• _PROBLEM DESCRIPTION_:
Carry on the passage about the Demoscene from its final sentence, adding a few paragraphs in the same style.

(SELECTED EXTRACT)

The Demoscene is a computer art subculture that specializes in producing demos — programs that, when run, produce some form of audiovisual presentation in real-time.
Demos are typically written completely from scratch using custom code, and usually comprise a blending of artistic creation and programming techniques that push the limits of the hardware, often in ways previously thought unachievable.
Demos originally started in the 1980s as "cracktros" — custom Loading Screens created by pirate groups that managed to remove the Copy Protection from software and added their own intro to promote themselves. Over time, these intros became increasingly elaborate as crackers were keen to show off what they could do even with the extreme limitations imposed by the hardware.
Eventually, the intro aspect was dropped completely, and evolved into full demos that were released without being attached to existing software, and the Demoscene was born.

(End SELECTED EXTRACT)
(EXTRACTED RECORDS)

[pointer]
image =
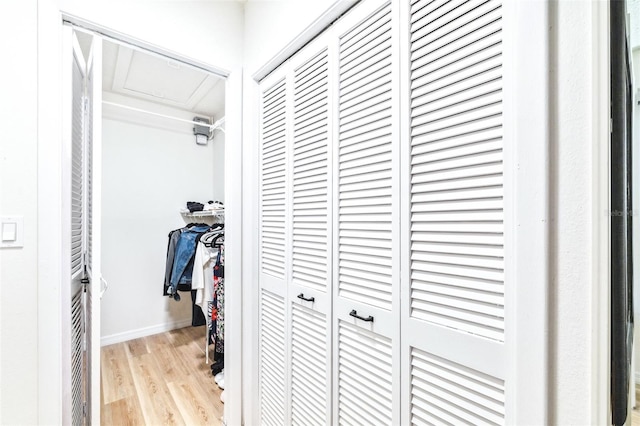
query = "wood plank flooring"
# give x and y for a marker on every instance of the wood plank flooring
(159, 380)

(End EXTRACTED RECORDS)

• _RESPONSE AREA_:
Being rooted in pirate and hacker culture, the Demoscene has a strong anarchic thread, which often influences the artistic style of demos. Unconstrained by graphical convention, Demosceners often experiment with bold and ostentatious art styles and typography. Lavish graffiti-styled logos are a common sight, as are "scrollers" — Scrolling Text which is often designed more for showcasing graphical effects than for readability.
(It should also be noted that the Demoscene is unregulated, uncensored, and has no requirement to adhere to content ratings - be aware that demos aren't always family-friendly in their language or imagery).
The Demoscene also has a strong competitive streak, as groups vie to push hardware to its absolute limit to achieve groundbreaking new effects. This was initially motivated by the fact that the hardware of the 1980s and 1990s was extremely limited by today's standards, requiring considerable coding ingenuity to get the most out of the systems.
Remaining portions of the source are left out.